REQUIRED WORK: Whenever a picture appears in the data, skip it and write out all other material exactly.

GIVEN RECORDS:

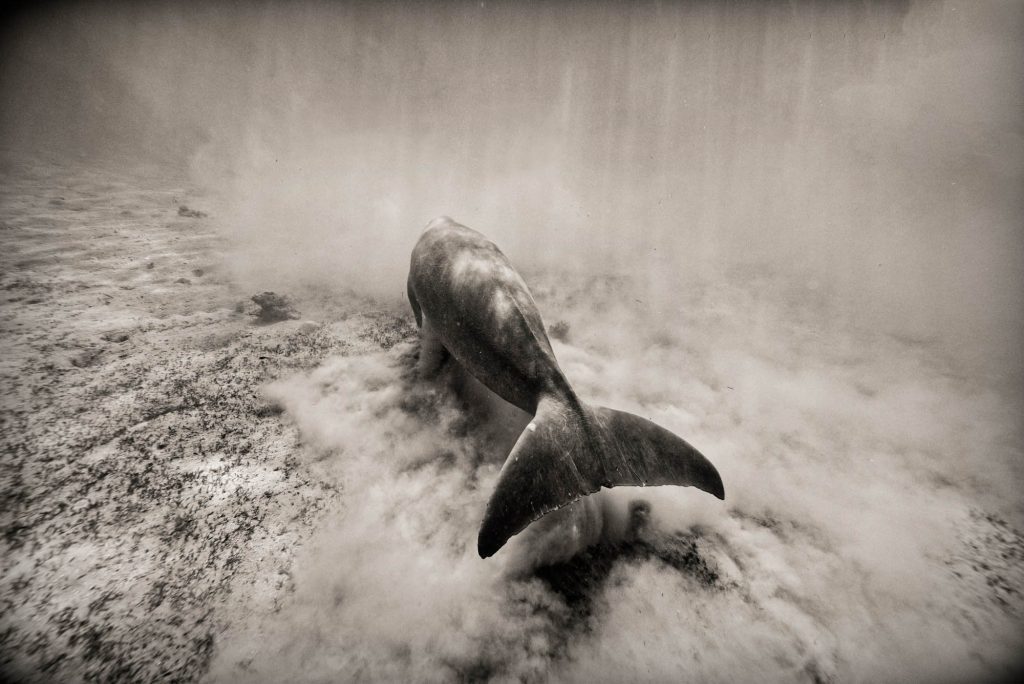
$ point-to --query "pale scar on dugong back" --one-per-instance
(470, 302)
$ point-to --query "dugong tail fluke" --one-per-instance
(568, 452)
(472, 305)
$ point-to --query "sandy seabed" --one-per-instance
(189, 495)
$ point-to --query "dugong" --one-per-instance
(469, 302)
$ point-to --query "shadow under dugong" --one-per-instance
(470, 302)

OUTPUT FOR THIS TASK:
$ point-to --query "pale scar on dugong back" --one-per-instance
(470, 302)
$ point-to --query "dugong tail fluke" --one-per-instance
(568, 452)
(472, 305)
$ point-to --query "sandy seabed" --one-per-instance
(189, 495)
$ point-to --query "dugong" --one-per-instance
(469, 302)
$ point-to --query "shadow under dugong" --one-per-instance
(470, 302)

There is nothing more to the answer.